◆ **EXCERPT TO READ**

=== Begin Enclosure ===

The takeaway: a BMI outside the healthy range is a useful prompt to look closer, not a final verdict. Pair it with waist size, blood pressure, blood sugar, cholesterol, fitness, and how you actually feel.

What to do next

If your BMI suggests you would benefit from losing weight, the next step is understanding the numbers that actually drive change — your energy balance, not just the scale.

Steady, sustainable change — a modest calorie deficit, enough protein, and regular activity — moves BMI in the right direction far more reliably than any crash approach.

Frequently asked questions

What is a healthy BMI? For most adults aged 20 and over, the World Health Organization classifies a body mass index of 18.5 to 24.9 as the normal or healthy weight range. Below 18.5 is underweight, 25 to 29.9 is overweight, and 30 or above is the obesity range. BMI is a screening tool, not a diagnosis, so treat your number as one data point alongside waist size, blood markers, and how you feel.

Is BMI accurate? BMI is a useful population-level screen but an imperfect individual measure. It does not distinguish muscle from fat, ignores where fat is stored, and can misclassify very muscular people, older adults who have lost muscle, and some ethnic groups. Research shows BMI has high specificity but poor sensitivity for detecting excess body fat, so a normal BMI does not always mean low body fat. Use it as a starting point, not a verdict.

What is my ideal weight for my height? A simple, evidence-based estimate is the weight range that puts your BMI between 18.5 and 24.9 for your height. For example, someone who is 5 feet 6 inches has a healthy range of roughly 115 to 154 lb (52 to 70 kg). The calculator on this page shows your personal range automatically once you enter your height.

How is BMI calculated? BMI equals your weight in kilograms divided by your height in metres squared (kg/m²). In imperial units the formula is weight in pounds divided by height in inches squared, multiplied by 703. The calculator handles both unit systems for you.

Does a high BMI mean I am unhealthy? Not necessarily. A high BMI flags higher statistical risk for conditions like type 2 diabetes and heart disease across a population, but individual health depends on body composition, fitness, waist circumference, blood pressure, blood sugar, and lipids. If your BMI is outside the healthy range, use it as a prompt to look at those other markers and talk with a clinician — not as a final judgment.

=== End Enclosure ===

◆ **GIVEN DATA**
=== Begin Enclosure ===

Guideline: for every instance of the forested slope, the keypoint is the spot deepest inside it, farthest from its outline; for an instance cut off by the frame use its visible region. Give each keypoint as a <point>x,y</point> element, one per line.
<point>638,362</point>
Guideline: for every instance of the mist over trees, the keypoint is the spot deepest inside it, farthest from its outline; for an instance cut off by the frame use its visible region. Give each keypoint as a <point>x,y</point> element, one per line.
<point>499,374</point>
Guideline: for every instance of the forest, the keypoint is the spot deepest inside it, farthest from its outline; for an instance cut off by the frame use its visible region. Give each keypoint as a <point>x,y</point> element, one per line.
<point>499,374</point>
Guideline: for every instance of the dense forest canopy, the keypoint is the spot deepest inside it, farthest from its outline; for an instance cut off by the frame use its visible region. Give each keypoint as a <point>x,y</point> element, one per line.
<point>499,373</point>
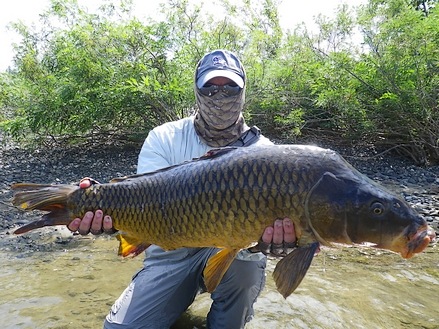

=== End Enclosure ===

◆ **WORK REQUEST 1**
Answer from the BMI excerpt:
(a) What BMI range does the World Health Organization classify as normal for adults aged 20 and over?
(b) What healthy weight range does the excerpt give for someone who is 5 feet 6 inches tall?
(c) How is BMI calculated in imperial units?
◆ **WORK REQUEST 2**
Carry the BMI excerpt forward from its final sentence.
The data has no connection to the BMI excerpt.

◆ **ANSWER BOX 1**
(a) 18.5 to 24.9
(b) Roughly 115 to 154 lb (52 to 70 kg)
(c) Weight in pounds divided by height in inches squared, multiplied by 703

◆ **ANSWER BOX 2**
What is a healthy BMI for my height? A healthy BMI is 18.5 to 24.9 for all adult heights. The actual weight that produces a healthy BMI scales with height — about 89 to 119 lb at 4’10”, roughly 115 to 154 lb at 5’6”, and around 152 to 205 lb at 6’4”. The healthy-weight-by-height lookup table above shows the range at every inch from 4’10” to 6’4”.

Is BMI accurate for muscular people? No. BMI only knows your height and your total weight, so it cannot tell muscle and fat apart. Lean, well-trained athletes can land in the “overweight” or even “obese” range despite carrying very little body fat. If you carry significant muscle, pair BMI with a direct composition measurement — see body fat percentage: how to measure it and healthy ranges for the methods that actually distinguish fat from lean mass.

What BMI qualifies for weight loss medication or surgery? Current U.S. guidance generally supports GLP-1 weight-loss medications at a BMI of 30 or above, or 27 or above when paired with a weight-related condition such as type 2 diabetes, hypertension, or obstructive sleep apnea. Bariatric surgery is typically considered at a BMI of 40 or above, or 35 or above with a significant comorbidity — see the bariatric surgery options compared guide for what each procedure involves. Final eligibility depends on your clinician and your insurance, not BMI alone.